(Beginning of Given text)

Pre-draft measurables
| Height | Weight | Arm length | Hand span | Wingspan | 40-yard dash | 10-yard split | 20-yard split | 20-yard shuttle | Three-cone drill | Vertical jump | Broad jump | Bench press |
| 5 ft 5+7⁄8 in (1.67 m) | 165 lb (75 kg) | 29+3⁄4 in (0.76 m) | 8+5⁄8 in (0.22 m) | 5 ft 11 in (1.80 m) | 4.38 s | 1.54 s | 2.58 s | 4.06 s | 7.01 s | 36.5 in (0.93 m) | 9 ft 9 in (2.97 m) | 15 reps |
All values from Texas Tech Pro Day

===Miami Dolphins===
After running a 4.42 and 4.38 40-yard dash at his Texas Tech pro day, Grant was selected by the Miami Dolphins in the sixth round, 186th overall, of the 2016 NFL draft. On October 9, 2016, Grant's first career touchdown came on a 74-yard punt return against the Tennessee Titans in Week 5 of his rookie season. The return made 'NFL Now's Top 5 Most Athletic Plays' list at number 1. In the 2016 season, he contributed as a returner on special teams.

In the 2017 season, Grant appeared in all 16 games and recorded 13 receptions for 203 receiving yard and two receiving touchdowns. He contributed on kickoff and punt returns on special teams.

In Week 1 of the 2018 season, Grant had a 102-yard kick off return touchdown in a 27–20 win over the Titans, earning him American Football Conference (AFC) Special Teams Player of the Week. In Week 3, against the Oakland Raiders, he had two receptions for 70 yards and two touchdowns in the victory. Grant recorded a 70-yard punt return touchdown in Week 5 against the Cincinnati Bengals. He suffered an Achilles injury in Week 10 and underwent season-ending surgery.

On August 20, 2019, Grant signed a four-year contract extension with the Dolphins. In Week 11 in the 2019 season, Grant returned a kickoff for a touchdown, this for 101 yards in a 37–20 loss against the Buffalo Bills. On November 27, Grant was placed on injured reserve with a high ankle sprain. In the 2019 season, he appeared in ten games and recorded 19 receptions for 164 receiving yards.

On November 1, 2020, against the Los Angeles Rams, Grant returned a punt for an 88 yard touchdown during the 28–17 win. During the game, Grant set three Dolphins team franchise records: longest punt return (88 yds), three career punt returns for a touchdown, and five returns for a touchdown. On November 4, 2020, Grant was named the AFC Special Teams Player of the Week for his performance in Week 8. Once the season concluded Grant earned Second-team All-Pro honors for his performance as a punt returner. Grant appeared in 14 games and recorded 36 receptions for 373 receiving yards and one receiving touchdown.

(End of Given text)
(Beginning of Material shown)

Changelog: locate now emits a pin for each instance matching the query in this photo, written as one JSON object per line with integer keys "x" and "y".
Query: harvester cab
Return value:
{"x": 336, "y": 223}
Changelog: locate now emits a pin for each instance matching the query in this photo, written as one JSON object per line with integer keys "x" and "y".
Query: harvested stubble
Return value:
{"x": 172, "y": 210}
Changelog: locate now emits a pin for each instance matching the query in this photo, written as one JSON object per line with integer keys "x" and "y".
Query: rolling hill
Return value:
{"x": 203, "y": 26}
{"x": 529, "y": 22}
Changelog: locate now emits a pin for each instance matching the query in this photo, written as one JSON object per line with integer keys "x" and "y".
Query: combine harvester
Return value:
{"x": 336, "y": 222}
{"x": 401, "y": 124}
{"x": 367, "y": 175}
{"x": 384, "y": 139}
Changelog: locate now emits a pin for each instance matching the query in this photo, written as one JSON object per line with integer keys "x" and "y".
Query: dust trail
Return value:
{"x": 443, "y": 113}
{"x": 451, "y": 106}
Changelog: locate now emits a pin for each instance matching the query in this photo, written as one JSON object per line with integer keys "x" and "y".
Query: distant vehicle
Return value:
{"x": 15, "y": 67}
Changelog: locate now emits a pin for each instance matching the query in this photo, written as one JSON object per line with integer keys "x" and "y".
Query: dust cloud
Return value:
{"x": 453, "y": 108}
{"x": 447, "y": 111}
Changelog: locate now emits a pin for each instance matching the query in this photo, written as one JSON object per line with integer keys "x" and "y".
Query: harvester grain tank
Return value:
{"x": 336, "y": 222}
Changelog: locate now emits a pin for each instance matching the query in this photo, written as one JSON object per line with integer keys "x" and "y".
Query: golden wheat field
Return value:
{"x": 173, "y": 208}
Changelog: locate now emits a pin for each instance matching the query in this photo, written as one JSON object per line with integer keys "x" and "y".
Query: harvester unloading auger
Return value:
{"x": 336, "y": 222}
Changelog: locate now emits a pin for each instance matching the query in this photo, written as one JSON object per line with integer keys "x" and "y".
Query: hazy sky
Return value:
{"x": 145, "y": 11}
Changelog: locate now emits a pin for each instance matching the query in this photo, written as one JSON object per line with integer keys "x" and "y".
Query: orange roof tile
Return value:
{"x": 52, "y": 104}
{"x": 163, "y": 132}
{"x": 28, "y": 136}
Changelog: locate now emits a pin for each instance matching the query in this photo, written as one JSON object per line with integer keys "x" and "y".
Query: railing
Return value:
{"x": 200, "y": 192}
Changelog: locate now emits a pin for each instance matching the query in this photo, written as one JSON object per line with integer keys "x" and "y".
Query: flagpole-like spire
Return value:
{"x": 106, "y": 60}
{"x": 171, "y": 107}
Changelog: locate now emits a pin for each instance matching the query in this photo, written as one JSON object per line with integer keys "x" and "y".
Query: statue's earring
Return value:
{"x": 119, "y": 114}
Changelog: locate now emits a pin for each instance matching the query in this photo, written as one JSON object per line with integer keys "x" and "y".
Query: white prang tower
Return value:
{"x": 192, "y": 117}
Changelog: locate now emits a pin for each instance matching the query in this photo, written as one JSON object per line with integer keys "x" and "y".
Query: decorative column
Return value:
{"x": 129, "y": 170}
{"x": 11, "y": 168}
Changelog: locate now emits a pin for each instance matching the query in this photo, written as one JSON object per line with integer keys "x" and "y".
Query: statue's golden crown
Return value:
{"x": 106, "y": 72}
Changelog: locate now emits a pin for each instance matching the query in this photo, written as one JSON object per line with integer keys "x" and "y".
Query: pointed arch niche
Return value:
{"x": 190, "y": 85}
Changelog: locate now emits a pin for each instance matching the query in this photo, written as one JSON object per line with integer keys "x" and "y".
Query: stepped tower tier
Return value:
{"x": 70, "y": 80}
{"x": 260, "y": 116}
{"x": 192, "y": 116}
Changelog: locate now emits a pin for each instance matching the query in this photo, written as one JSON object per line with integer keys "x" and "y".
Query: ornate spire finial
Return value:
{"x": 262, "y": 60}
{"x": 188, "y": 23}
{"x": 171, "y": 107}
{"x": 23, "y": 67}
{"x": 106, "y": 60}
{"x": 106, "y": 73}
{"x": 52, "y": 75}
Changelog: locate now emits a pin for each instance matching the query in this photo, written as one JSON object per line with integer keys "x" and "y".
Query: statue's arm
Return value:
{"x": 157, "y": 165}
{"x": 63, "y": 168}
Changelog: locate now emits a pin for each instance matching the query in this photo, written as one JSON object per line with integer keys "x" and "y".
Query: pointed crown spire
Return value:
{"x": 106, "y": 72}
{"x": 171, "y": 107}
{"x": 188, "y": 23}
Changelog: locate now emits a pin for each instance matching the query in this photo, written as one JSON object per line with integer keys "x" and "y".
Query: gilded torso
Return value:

(End of Material shown)

**Activity list**
A. In the text about Grant's football career, in which round and at what overall pick did the Miami Dolphins select him in the 2016 NFL draft?
B. Using the text about Grant's football career, explain how Grant came to be named AFC Special Teams Player of the Week in Week 1 of the 2018 season.
C. Carry on the text about Grant's football career, starting after its final sentence.
The records have nothing to do with the text about Grant's football career.

**Results in order**
A. The sixth round, 186th overall.

B. In Week 1 of 2018, Grant returned a kickoff 102 yards for a touchdown in the Dolphins' 27–20 win over the Titans. That return earned him the AFC Special Teams Player of the Week award.

C.
===Chicago Bears===
Grant was traded to the Chicago Bears on October 5, 2021, in exchange for a sixth-round selection in the 2023 NFL draft. His first appearance on the team was in week 5 in a game against the Las Vegas Raiders.

In Week 13, Grant had five receptions for 62 yards and a touchdown in a 33–22 loss to the Arizona Cardinals. In Week 14, Grant had one reception for 46 yards and a touchdown, and also returned a punt for a 97 yard touchdown, each in the first half, in the 45–30 loss to the Green Bay Packers, earning NFC Special Teams Player of the Week. He was named to the Pro Bowl.

===Cleveland Browns===
On March 16, 2022, Grant signed a three-year contract with the Cleveland Browns. He was placed on injured reserve on August 10, 2022, after injuring his Achilles tendon during practice.

In the final game of the 2023 preseason, Grant was carted off with a knee injury. He was diagnosed with a ruptured patellar tendon and was placed on injured reserve on August 27, 2023, ending his season.

===Atlanta Falcons===
On August 11, 2024, Grant signed with the Atlanta Falcons, but was placed on injured reserve four days later, and then released. He was re-signed to the practice squad on November 12 but released four days later.

Grant announced his retirement from professional football on March 11, 2026.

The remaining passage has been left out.